### Fragmento del documento
---*---

# GESTIÓN DEL AGUA > Ahorrar Agua >  Banyeres estudia ceder el agua del Ebre por la que paga pero no usa

## sergi1907

Cada vez son más los municipios que ofrecen su excedente ya que la paralización de crecimientos hace que las reservas que solicitaron sean excesivas.

Banyeres del Penedès (CiU-PP) estudia ceder a otro municipio  parte del agua del Ebre que tiene reservada pero que no usa y por la que paga un canon. El objetivo es  aligerar el costes de mantener la resrva. Banyeres tiene una reserva del Ebre de 850 m3 al día cuando el pasado año sus necesidades fueron 213 m3 al día. El anterior gobierno (PSC) solicitó una reserva de caudal tan elevado  ya que se esperaba la llegada de empresas y desarrollo inmobiliario. 

Pero el Plan General  y la inversión está paralizada,  por lo que el agua del que podría disponer la localidad es excesiva para sus nececesidades y supone un gran coste. Hasta 2010, cuando no estaba las canalización para recibir el agua del Ebre, era de 3.000 euros al mes por derechos de reserva, pero ahora supera los 10.000 euros por ser una dotación efectiva. La cantidad se paga aunque no se gaste el disponible.

En el caso de que Banyeres ceda una parte de derechos del agua, una posibilidad que debe aprobarse en el CAT, es el municipio que la  reciba quien paga esa  cantidad proporcional que recibe y que se ahorra quien la cede. La cesión no implica la pérdida de los derechos, que en cualquier momento se pueden recuperarsi crecen las necesidades.

---*---

### Listado de registros
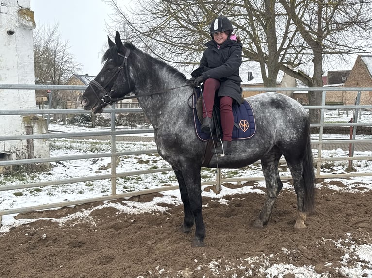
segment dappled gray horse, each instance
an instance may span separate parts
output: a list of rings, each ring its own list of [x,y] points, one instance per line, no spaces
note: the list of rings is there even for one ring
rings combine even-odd
[[[207,143],[198,139],[188,100],[193,88],[185,77],[164,62],[123,44],[117,31],[104,65],[82,97],[85,110],[101,113],[102,108],[133,92],[154,128],[159,154],[172,166],[181,191],[185,215],[180,230],[188,233],[195,224],[194,245],[203,245],[205,228],[202,215],[200,170],[202,166],[238,168],[260,159],[267,197],[257,227],[266,225],[283,183],[278,166],[283,155],[290,170],[297,196],[295,228],[306,226],[306,213],[314,203],[314,174],[306,110],[296,101],[276,93],[247,99],[254,111],[256,132],[248,140],[233,141],[230,155],[213,155],[203,165]]]

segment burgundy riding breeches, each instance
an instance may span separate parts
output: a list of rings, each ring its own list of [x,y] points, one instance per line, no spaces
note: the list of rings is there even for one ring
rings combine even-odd
[[[220,81],[215,79],[209,78],[204,81],[203,118],[206,117],[212,118],[215,93],[220,88]],[[222,96],[220,99],[221,125],[223,134],[223,141],[231,141],[234,128],[232,105],[233,99],[229,96]]]

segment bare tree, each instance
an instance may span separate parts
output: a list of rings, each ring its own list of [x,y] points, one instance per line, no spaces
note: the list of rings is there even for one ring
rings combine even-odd
[[[63,41],[58,24],[43,26],[34,31],[34,57],[36,84],[64,84],[81,65],[69,52],[68,41]]]
[[[64,84],[81,69],[69,51],[68,41],[61,39],[58,25],[52,27],[41,26],[33,33],[35,83],[43,84]],[[76,94],[66,90],[53,92],[53,106],[65,108],[67,102],[75,100]]]
[[[324,59],[327,56],[360,53],[370,48],[372,1],[370,0],[279,0],[294,22],[303,39],[297,53],[311,58],[312,76],[281,68],[309,87],[322,87]],[[331,58],[328,57],[328,58]],[[321,104],[321,94],[309,92],[310,104]],[[319,110],[310,110],[313,122],[319,122]]]
[[[244,61],[259,63],[267,87],[276,87],[279,70],[321,87],[324,60],[372,46],[372,0],[144,0],[126,13],[109,2],[127,40],[174,63],[197,64],[209,23],[227,16],[243,42]],[[309,93],[310,104],[320,104],[319,95]]]

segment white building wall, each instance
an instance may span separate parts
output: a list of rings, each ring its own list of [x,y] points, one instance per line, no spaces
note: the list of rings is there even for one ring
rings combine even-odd
[[[35,21],[30,8],[30,0],[0,0],[0,83],[35,84],[32,36]],[[35,104],[34,90],[0,90],[0,110],[35,109]],[[22,116],[0,115],[2,135],[25,134],[27,124]],[[45,145],[43,140],[33,141]],[[13,159],[26,158],[27,144],[25,140],[0,141],[0,159],[4,152],[11,152]]]

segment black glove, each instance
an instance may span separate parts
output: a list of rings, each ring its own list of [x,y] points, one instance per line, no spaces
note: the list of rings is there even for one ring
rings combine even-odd
[[[203,78],[203,77],[200,75],[195,78],[195,81],[194,81],[194,87],[199,87],[200,86],[200,83],[203,83],[203,81],[204,78]]]

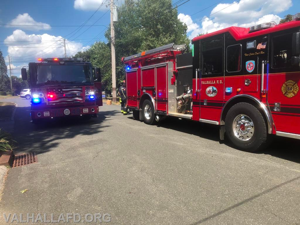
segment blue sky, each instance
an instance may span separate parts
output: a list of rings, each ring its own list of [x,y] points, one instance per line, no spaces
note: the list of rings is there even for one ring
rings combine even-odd
[[[121,5],[122,0],[116,0],[116,4]],[[173,0],[173,2],[179,2],[179,5],[186,1]],[[107,2],[3,0],[0,8],[0,24],[45,26],[0,26],[0,49],[7,65],[9,65],[9,54],[12,58],[11,66],[14,69],[28,65],[29,62],[36,61],[38,57],[61,56],[64,51],[62,37],[66,39],[68,56],[89,47],[96,40],[106,40],[103,33],[106,29],[105,26],[110,23],[109,12],[107,11],[109,8],[106,6]],[[234,3],[236,2],[238,2]],[[81,25],[101,4],[99,10],[86,25],[92,25],[95,22],[95,25],[104,26],[92,27],[88,29],[89,27],[85,26],[79,31],[75,30],[76,27],[55,26]],[[178,10],[178,18],[189,25],[188,34],[191,38],[200,33],[209,33],[231,26],[247,27],[272,20],[278,22],[286,14],[293,15],[300,12],[300,1],[190,0],[179,7]],[[207,16],[208,17],[206,18]],[[21,40],[23,41],[19,41]],[[13,71],[14,75],[20,76],[19,70]]]

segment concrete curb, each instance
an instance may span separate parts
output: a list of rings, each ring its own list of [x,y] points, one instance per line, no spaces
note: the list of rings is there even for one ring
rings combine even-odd
[[[8,168],[5,166],[0,166],[0,201],[2,198],[5,179],[8,171]]]

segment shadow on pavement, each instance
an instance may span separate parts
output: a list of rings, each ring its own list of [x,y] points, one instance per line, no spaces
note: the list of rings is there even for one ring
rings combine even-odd
[[[132,117],[128,117],[133,119]],[[224,143],[235,148],[229,141],[220,139],[218,126],[207,123],[197,123],[176,118],[168,118],[159,122],[158,127],[172,129],[180,132],[198,136],[220,143]],[[280,158],[287,160],[300,163],[300,140],[292,138],[273,136],[270,145],[264,150],[258,152],[257,154],[265,154]],[[254,153],[256,154],[256,153]]]
[[[268,189],[267,189],[266,190],[265,190],[263,191],[262,191],[260,193],[259,193],[258,194],[257,194],[255,195],[254,195],[252,197],[250,197],[250,198],[248,198],[247,199],[245,199],[243,201],[242,201],[239,202],[238,202],[235,205],[231,206],[230,206],[228,208],[226,208],[223,209],[222,210],[221,210],[217,212],[216,212],[215,213],[214,213],[214,214],[212,214],[212,215],[210,216],[208,216],[207,217],[206,217],[205,218],[204,218],[200,220],[199,220],[198,221],[197,221],[195,223],[194,223],[190,224],[190,225],[198,225],[198,224],[202,224],[203,223],[204,223],[207,221],[209,220],[210,220],[211,219],[212,219],[213,218],[214,218],[215,217],[218,216],[219,216],[220,215],[221,215],[222,214],[224,213],[225,213],[226,212],[228,211],[229,211],[230,210],[231,210],[232,209],[233,209],[235,208],[236,208],[237,207],[240,206],[241,206],[245,203],[247,203],[248,202],[250,202],[250,201],[252,201],[252,200],[255,199],[256,198],[257,198],[260,197],[260,196],[263,195],[264,194],[267,194],[268,193],[271,192],[272,191],[274,190],[279,188],[282,186],[285,185],[285,184],[289,184],[291,183],[292,183],[292,182],[293,182],[294,181],[296,181],[298,180],[299,178],[300,178],[300,176],[295,177],[295,178],[293,178],[293,179],[292,179],[291,180],[289,180],[287,181],[286,181],[285,182],[282,183],[281,184],[278,184],[278,185],[276,185],[275,186],[274,186],[273,188],[269,188]]]
[[[110,116],[118,112],[114,110],[100,112],[98,118],[88,120],[79,117],[61,118],[35,124],[30,122],[30,107],[18,107],[16,111],[14,136],[18,146],[14,150],[16,154],[19,152],[46,152],[57,147],[64,139],[100,133],[109,126],[102,125],[102,122],[110,119]]]

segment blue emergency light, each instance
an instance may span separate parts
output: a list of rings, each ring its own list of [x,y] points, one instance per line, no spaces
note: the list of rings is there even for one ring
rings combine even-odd
[[[39,98],[34,98],[32,101],[35,103],[38,103],[40,101],[40,99]]]

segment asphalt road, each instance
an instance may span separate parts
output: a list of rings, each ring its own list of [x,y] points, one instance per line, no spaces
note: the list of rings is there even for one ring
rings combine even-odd
[[[299,141],[276,137],[263,152],[245,152],[220,142],[218,127],[176,118],[147,125],[114,106],[89,121],[36,126],[29,100],[1,100],[19,106],[16,153],[38,154],[37,163],[10,170],[2,213],[108,213],[113,224],[300,224]]]

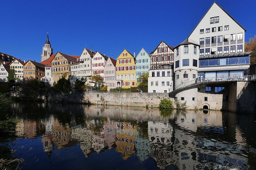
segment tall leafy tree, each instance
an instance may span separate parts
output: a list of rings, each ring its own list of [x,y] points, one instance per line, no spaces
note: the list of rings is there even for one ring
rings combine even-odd
[[[97,89],[101,88],[104,85],[103,78],[98,73],[92,75],[91,79],[94,83],[94,86]]]
[[[138,90],[142,90],[143,92],[147,92],[148,74],[145,74],[140,76],[138,78]]]
[[[9,82],[14,83],[15,80],[17,79],[15,77],[15,70],[14,69],[11,69],[9,73],[8,73],[8,82]]]
[[[244,51],[252,51],[251,54],[251,63],[253,64],[256,63],[256,35],[250,38],[249,42],[244,43]]]

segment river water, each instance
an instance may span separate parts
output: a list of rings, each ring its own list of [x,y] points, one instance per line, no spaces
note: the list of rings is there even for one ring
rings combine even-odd
[[[256,169],[256,116],[211,110],[17,103],[6,142],[23,169]]]

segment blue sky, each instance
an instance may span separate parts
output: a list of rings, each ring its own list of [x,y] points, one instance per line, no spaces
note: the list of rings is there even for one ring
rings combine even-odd
[[[219,0],[256,34],[256,1]],[[150,53],[162,40],[174,46],[189,35],[213,1],[0,0],[0,52],[41,61],[49,33],[53,53],[80,55],[87,47],[116,58],[124,48]]]

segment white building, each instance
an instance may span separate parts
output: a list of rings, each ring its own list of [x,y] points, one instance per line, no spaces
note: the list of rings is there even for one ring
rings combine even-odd
[[[8,80],[8,72],[10,70],[10,66],[4,64],[0,65],[0,82],[6,82]]]
[[[104,66],[108,60],[108,57],[104,54],[96,52],[92,60],[92,74],[98,73],[104,78]]]
[[[23,62],[20,59],[15,59],[10,64],[11,68],[15,70],[15,76],[17,78],[16,82],[17,83],[23,83],[23,66],[25,63],[26,61]]]
[[[87,80],[89,81],[92,75],[92,59],[95,54],[84,48],[80,55],[79,61],[71,65],[71,79],[75,80]]]
[[[169,92],[173,83],[173,47],[162,41],[150,55],[148,92]]]

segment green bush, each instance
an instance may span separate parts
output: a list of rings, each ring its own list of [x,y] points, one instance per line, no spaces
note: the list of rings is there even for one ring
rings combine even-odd
[[[176,108],[180,110],[185,110],[187,107],[187,100],[184,102],[181,102],[180,100],[178,100],[175,102],[176,105]]]
[[[159,107],[161,109],[171,109],[173,108],[172,101],[168,100],[166,99],[161,99]]]

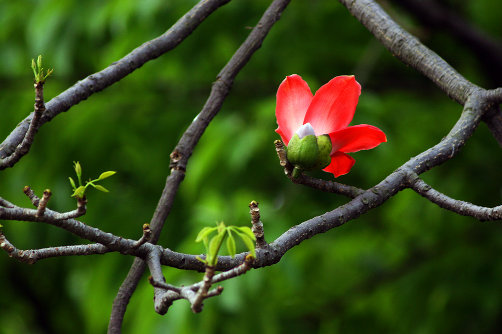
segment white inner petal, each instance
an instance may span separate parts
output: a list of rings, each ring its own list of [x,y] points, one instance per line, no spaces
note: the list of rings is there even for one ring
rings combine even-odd
[[[314,132],[314,128],[312,127],[312,126],[310,125],[310,123],[308,123],[298,128],[298,130],[296,130],[296,134],[301,139],[305,136],[309,135],[315,136],[315,132]]]

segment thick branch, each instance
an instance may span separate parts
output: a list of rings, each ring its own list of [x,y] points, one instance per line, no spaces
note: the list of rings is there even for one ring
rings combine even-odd
[[[464,202],[449,197],[432,188],[418,176],[414,177],[410,182],[410,188],[429,201],[437,204],[440,207],[449,210],[461,216],[469,216],[477,218],[481,221],[485,220],[499,220],[502,219],[502,205],[494,208],[487,208],[474,205],[471,203]]]
[[[463,105],[478,87],[398,25],[371,0],[339,0],[391,53]]]
[[[188,158],[192,155],[194,147],[207,127],[209,122],[219,111],[223,101],[228,94],[233,80],[237,74],[250,59],[251,56],[262,45],[262,43],[274,24],[281,17],[281,14],[286,8],[290,0],[276,0],[267,9],[258,24],[253,29],[244,43],[239,48],[225,66],[216,77],[213,84],[209,97],[202,110],[194,120],[188,129],[185,132],[176,148],[171,155],[171,173],[166,182],[166,186],[157,204],[155,212],[150,222],[154,231],[151,242],[156,243],[159,239],[164,221],[171,211],[173,202],[178,188],[185,177],[185,171]],[[141,260],[135,259],[134,266],[140,267],[138,263]],[[144,269],[145,266],[143,266]],[[122,286],[135,287],[143,272],[140,270],[130,271]],[[134,290],[120,287],[120,300],[127,303]],[[108,333],[120,332],[123,312],[126,305],[120,303],[117,297],[113,301],[111,316],[108,326]]]
[[[424,24],[442,28],[469,48],[483,67],[486,75],[497,85],[502,83],[502,43],[488,36],[450,9],[433,0],[394,0]]]
[[[165,33],[146,42],[104,70],[91,75],[46,104],[39,127],[60,113],[103,90],[141,67],[145,63],[170,51],[188,37],[210,14],[230,0],[202,0]],[[25,137],[33,113],[23,120],[0,145],[0,158],[12,154]]]

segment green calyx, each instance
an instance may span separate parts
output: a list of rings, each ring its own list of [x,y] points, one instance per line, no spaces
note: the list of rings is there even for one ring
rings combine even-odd
[[[317,159],[312,167],[305,169],[309,171],[323,169],[331,163],[331,157],[329,155],[331,153],[333,145],[331,144],[331,139],[329,138],[329,136],[321,135],[318,136],[317,139],[319,150]]]
[[[301,170],[313,167],[317,161],[319,148],[314,135],[308,135],[301,139],[295,134],[289,141],[286,152],[288,160]]]

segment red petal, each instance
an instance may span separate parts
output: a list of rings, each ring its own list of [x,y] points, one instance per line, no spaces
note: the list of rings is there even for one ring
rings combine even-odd
[[[331,163],[323,170],[332,173],[335,177],[338,177],[350,172],[355,163],[355,160],[350,155],[337,152],[331,156]]]
[[[305,113],[312,99],[309,85],[296,74],[286,77],[277,90],[276,130],[286,145],[298,128],[303,125]]]
[[[346,153],[369,150],[387,141],[384,132],[372,125],[361,124],[349,126],[329,134],[333,148],[331,152]]]
[[[304,123],[310,122],[317,136],[346,127],[354,117],[360,94],[361,85],[354,76],[331,79],[316,92]]]

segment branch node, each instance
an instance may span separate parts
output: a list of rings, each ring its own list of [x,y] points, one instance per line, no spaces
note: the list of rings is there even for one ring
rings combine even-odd
[[[150,229],[150,224],[143,224],[143,235],[139,240],[133,244],[131,248],[136,249],[145,243],[152,238],[153,232]],[[153,284],[152,284],[153,285]]]
[[[45,213],[45,209],[47,207],[47,203],[49,202],[49,200],[51,199],[51,195],[52,194],[52,193],[51,192],[50,189],[44,190],[44,194],[42,196],[42,199],[39,201],[38,209],[37,210],[37,213],[35,214],[36,217],[42,217],[44,215]]]
[[[263,248],[266,247],[268,244],[265,241],[263,223],[260,220],[259,204],[256,201],[251,201],[249,204],[249,207],[251,209],[249,210],[249,214],[251,215],[251,223],[253,224],[251,230],[255,233],[255,237],[256,238],[256,248]]]

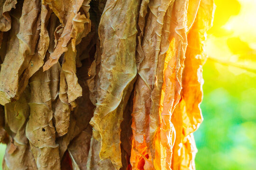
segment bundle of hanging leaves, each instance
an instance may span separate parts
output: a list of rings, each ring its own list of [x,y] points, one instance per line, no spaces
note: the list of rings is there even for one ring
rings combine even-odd
[[[0,1],[4,170],[194,170],[213,0]]]

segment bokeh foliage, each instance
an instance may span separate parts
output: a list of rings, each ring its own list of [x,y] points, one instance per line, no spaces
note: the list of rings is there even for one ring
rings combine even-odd
[[[197,170],[255,170],[256,74],[228,63],[256,68],[256,42],[251,41],[255,34],[246,36],[246,27],[255,26],[247,25],[250,22],[248,17],[236,26],[234,24],[249,12],[247,8],[256,8],[256,3],[250,0],[215,1],[213,27],[206,44],[206,53],[216,60],[208,60],[203,67],[201,108],[204,121],[194,133],[198,149],[196,167]],[[221,65],[218,60],[228,64]]]

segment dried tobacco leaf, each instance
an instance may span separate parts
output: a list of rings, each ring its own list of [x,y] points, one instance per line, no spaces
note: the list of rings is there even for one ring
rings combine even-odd
[[[19,82],[19,79],[35,54],[37,44],[35,42],[37,41],[39,33],[40,20],[37,17],[40,11],[40,4],[39,0],[25,0],[20,24],[18,21],[12,23],[13,29],[10,37],[13,38],[10,38],[9,44],[12,45],[7,49],[0,72],[0,103],[2,105],[13,99],[18,99],[27,85],[27,82]],[[17,31],[18,31],[18,34]]]
[[[4,170],[37,169],[25,134],[30,95],[27,88],[18,100],[5,106],[5,128],[10,136],[4,158]]]
[[[145,32],[142,44],[141,46],[139,43],[137,47],[138,55],[137,58],[139,59],[139,63],[137,66],[138,76],[135,89],[134,108],[132,113],[133,150],[134,151],[132,150],[130,160],[133,168],[138,168],[137,167],[140,166],[141,162],[147,161],[148,163],[152,163],[152,162],[150,163],[151,161],[145,160],[145,159],[143,159],[143,157],[146,157],[146,155],[149,156],[149,160],[151,160],[151,157],[149,148],[147,148],[146,150],[145,148],[145,147],[149,146],[150,143],[152,143],[151,141],[149,141],[152,140],[152,139],[149,139],[149,123],[150,123],[151,128],[155,129],[157,128],[157,124],[159,123],[157,122],[159,121],[157,118],[159,116],[157,109],[155,115],[151,116],[151,119],[149,118],[150,110],[152,107],[151,102],[153,101],[153,105],[155,104],[155,102],[159,102],[156,101],[156,99],[155,102],[155,99],[152,98],[151,93],[154,84],[155,85],[154,83],[156,74],[158,76],[158,73],[162,71],[162,70],[159,70],[159,66],[157,66],[158,62],[162,64],[162,63],[163,63],[164,61],[164,57],[163,57],[164,55],[160,54],[161,55],[159,56],[159,52],[161,50],[160,47],[162,48],[162,50],[165,48],[165,47],[160,47],[162,39],[162,29],[163,27],[164,29],[166,29],[165,27],[168,26],[166,25],[170,25],[169,22],[166,22],[166,25],[165,24],[164,26],[164,21],[164,21],[164,19],[166,11],[173,3],[173,1],[169,0],[153,0],[149,2],[148,7],[150,11],[147,18],[146,26],[145,28]],[[147,2],[143,1],[141,7],[141,10],[144,11],[145,3],[146,4]],[[167,14],[168,15],[169,14]],[[140,17],[140,18],[143,18]],[[142,22],[143,23],[143,21]],[[143,33],[143,28],[142,27],[143,26],[143,24],[140,24],[139,21],[139,26]],[[165,30],[163,31],[164,33],[165,31]],[[167,32],[168,38],[168,32]],[[165,34],[164,35],[166,35]],[[139,37],[139,42],[140,42],[140,37]],[[165,46],[167,46],[168,43],[165,43]],[[157,77],[155,79],[157,81]],[[156,85],[158,85],[157,84]],[[159,84],[159,85],[161,87],[161,84]],[[155,95],[155,94],[153,95]],[[157,108],[157,106],[155,106],[153,107]],[[153,111],[154,111],[155,110]],[[151,116],[152,115],[151,114]],[[153,124],[154,125],[152,125]],[[152,138],[153,137],[151,138]],[[146,144],[146,146],[145,146],[145,142]],[[147,160],[148,158],[146,159]]]
[[[0,1],[3,169],[194,169],[212,0]]]
[[[38,170],[60,170],[58,145],[55,142],[50,92],[49,71],[42,68],[31,78],[30,115],[26,133]]]
[[[0,32],[10,30],[11,19],[9,12],[15,8],[17,3],[17,0],[3,0],[0,2]]]
[[[192,133],[202,121],[200,104],[202,97],[202,64],[205,33],[211,26],[214,10],[212,0],[201,0],[195,23],[188,36],[185,68],[183,74],[181,100],[172,117],[176,132],[172,160],[175,170],[195,170],[197,152]]]
[[[48,69],[54,64],[57,63],[61,55],[67,51],[67,46],[72,36],[74,36],[75,39],[76,38],[76,34],[79,32],[79,31],[77,32],[77,29],[79,26],[76,26],[75,25],[79,24],[81,22],[86,22],[87,20],[80,21],[74,20],[74,19],[80,17],[79,16],[80,14],[79,11],[82,5],[88,4],[90,1],[90,0],[85,0],[85,2],[83,2],[83,0],[64,0],[64,1],[44,0],[43,1],[43,3],[48,4],[50,8],[58,17],[62,24],[60,26],[62,29],[61,36],[58,40],[56,47],[53,52],[51,54],[49,60],[44,66],[44,70]],[[88,18],[86,19],[88,19]],[[74,46],[74,42],[75,41],[73,40],[72,41],[73,42],[73,46]]]
[[[99,147],[97,143],[101,142],[100,157],[109,159],[118,170],[122,166],[120,124],[123,119],[124,100],[127,94],[129,95],[128,89],[137,72],[136,16],[138,6],[137,0],[122,2],[108,0],[101,18],[101,88],[97,91],[96,108],[90,121],[96,139],[92,139],[92,143]],[[120,24],[125,19],[126,22]]]

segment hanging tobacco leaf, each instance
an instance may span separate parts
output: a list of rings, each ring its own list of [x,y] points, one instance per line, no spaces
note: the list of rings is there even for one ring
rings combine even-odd
[[[214,7],[1,1],[3,169],[195,169]]]

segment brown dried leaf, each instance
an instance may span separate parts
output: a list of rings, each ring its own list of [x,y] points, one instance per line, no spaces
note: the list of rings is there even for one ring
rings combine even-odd
[[[0,72],[0,103],[2,105],[13,99],[18,99],[27,86],[26,81],[19,82],[19,79],[35,54],[37,44],[35,42],[37,41],[39,33],[40,19],[37,19],[39,5],[37,0],[25,0],[19,19],[20,24],[16,19],[12,22],[13,29],[10,34],[12,38],[9,42],[11,45],[7,49]],[[22,76],[26,77],[27,75]]]
[[[82,131],[73,139],[68,146],[68,152],[73,167],[77,166],[80,170],[86,170],[86,164],[90,150],[92,128],[91,126]],[[73,170],[76,169],[73,168]]]
[[[144,8],[145,8],[144,3],[146,2],[142,1],[141,10],[145,10]],[[161,64],[164,60],[164,55],[163,56],[163,54],[159,53],[161,51],[160,48],[165,47],[166,49],[166,46],[168,45],[167,43],[165,47],[161,47],[161,43],[162,39],[162,32],[165,33],[165,32],[162,31],[164,26],[164,23],[165,23],[164,21],[164,21],[165,17],[166,15],[166,11],[172,3],[173,1],[169,0],[149,1],[148,8],[150,10],[147,17],[146,26],[144,28],[145,33],[141,45],[140,44],[140,41],[139,37],[139,44],[137,47],[138,56],[137,57],[137,59],[138,59],[137,60],[139,63],[137,65],[138,76],[135,86],[132,113],[132,128],[133,130],[133,149],[130,160],[133,168],[135,169],[142,166],[141,164],[143,164],[142,162],[143,162],[146,161],[149,164],[152,163],[152,162],[147,161],[149,157],[146,158],[146,160],[144,158],[146,158],[146,156],[149,156],[149,159],[151,158],[151,154],[148,148],[150,143],[149,122],[150,122],[150,123],[154,121],[155,122],[153,126],[152,126],[152,128],[157,128],[157,124],[159,123],[157,122],[159,121],[157,119],[157,117],[159,117],[157,109],[156,109],[157,112],[155,113],[154,116],[155,118],[153,118],[152,117],[151,119],[150,120],[149,114],[152,107],[151,102],[153,100],[155,100],[151,96],[155,79],[156,79],[155,80],[156,81],[158,80],[158,78],[155,77],[156,74],[157,76],[159,74],[157,71],[161,71],[159,68],[157,69],[158,62],[159,62]],[[167,15],[170,14],[167,14]],[[169,22],[166,22],[166,25],[170,25]],[[139,26],[143,33],[143,28],[141,27],[143,27],[143,25],[140,24],[139,20]],[[166,29],[165,28],[166,26],[165,26],[164,29]],[[168,32],[167,31],[167,36]],[[165,34],[165,35],[166,35]],[[159,56],[159,54],[162,55]],[[156,84],[156,85],[157,85]],[[161,87],[160,86],[161,85],[159,85],[159,87]],[[155,95],[155,94],[153,95]],[[155,101],[153,101],[153,102]],[[153,137],[151,138],[153,138]],[[153,167],[153,165],[148,166],[149,168]]]
[[[6,32],[11,28],[11,17],[9,11],[15,8],[17,0],[6,0],[0,1],[0,32]]]
[[[30,115],[26,135],[38,170],[60,170],[58,145],[55,142],[55,128],[50,92],[49,71],[42,68],[31,77]]]
[[[90,124],[93,127],[95,142],[101,142],[100,149],[95,148],[100,150],[100,157],[111,160],[117,170],[122,166],[120,124],[123,119],[124,100],[127,95],[129,96],[128,88],[137,72],[136,18],[138,6],[137,0],[122,3],[108,0],[99,26],[102,49],[99,73],[100,87]],[[126,26],[125,23],[129,23],[129,26]]]
[[[29,114],[28,102],[30,95],[29,89],[27,88],[19,100],[5,106],[6,129],[10,136],[4,158],[4,169],[37,169],[25,134],[26,125]]]
[[[85,0],[86,2],[90,1],[90,0]],[[46,62],[43,67],[44,70],[46,70],[57,63],[61,55],[67,51],[67,46],[72,38],[72,34],[73,35],[76,34],[73,32],[80,27],[74,26],[75,27],[77,27],[76,28],[74,28],[73,24],[79,24],[80,22],[77,22],[75,19],[74,21],[73,20],[78,17],[78,16],[80,16],[78,13],[79,9],[85,2],[83,2],[83,0],[65,0],[64,1],[44,0],[43,3],[49,5],[62,23],[60,26],[63,28],[61,36],[58,40],[58,43],[54,51],[51,54],[50,59]],[[89,2],[87,4],[89,4]],[[88,19],[87,18],[87,19]],[[87,21],[84,19],[79,21],[82,21],[82,22]],[[73,44],[74,42],[73,42]]]
[[[192,133],[202,121],[200,104],[203,83],[203,41],[205,33],[211,25],[213,10],[212,0],[201,0],[195,23],[188,36],[182,98],[172,117],[176,132],[172,160],[172,167],[175,170],[195,170],[194,158],[197,150]]]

---*---

### Acciones a realizar
a – Según el texto sobre la cesión del agua del Ebre, ¿qué reserva diaria de agua del Ebre tiene Banyeres?
b – Escribe la continuación del texto sobre la cesión del agua del Ebre a partir de su última frase.
No hace falta consultar el listado.

### Respuestas
a – 850 m3 al día.

b –
Pozos

Banyeres se suministra con el Ebre y con pozos propios. Sin embargo, expertos de Aqualia, empresa de gestión de aguas, han explicado que es más barata el agua del Ebre (unos 0,10 euros m3) que extraer y acondicionar la de pozos (0,40 euros m3).

El consejo es que la localidad no toque los pozos y que utilice la del Ebre para sus necesidades y ceda la sobrante.  Sin embargo si hace unos años el CAT no podía aumentar el caudal de municipios que pedían ampliar el que tenían, ahora son diversas las localidades dispuestas a ceder su excedente a cambio de un ahorro.

La alcaldesa de Banyeres, Nuria Figueras, señala que el gobierno estudia alternativas que permitan reducir costes.  Para 2012 el recibo de los vecinos subirá un 11,4% en el tramo mínimo de 18 m3 al trimestre.

http://www.diaridetarragona.com/camp...agua/ebre/paga

----------


## Luján

> Cada vez son más los municipios que ofrecen su excedente ya que la paralización de crecimientos hace que las reservas que solicitaron sean excesivas.
> [...]
> 
> http://www.diaridetarragona.com/camp...agua/ebre/paga


Me parece lógico, correcto y muy buena idea.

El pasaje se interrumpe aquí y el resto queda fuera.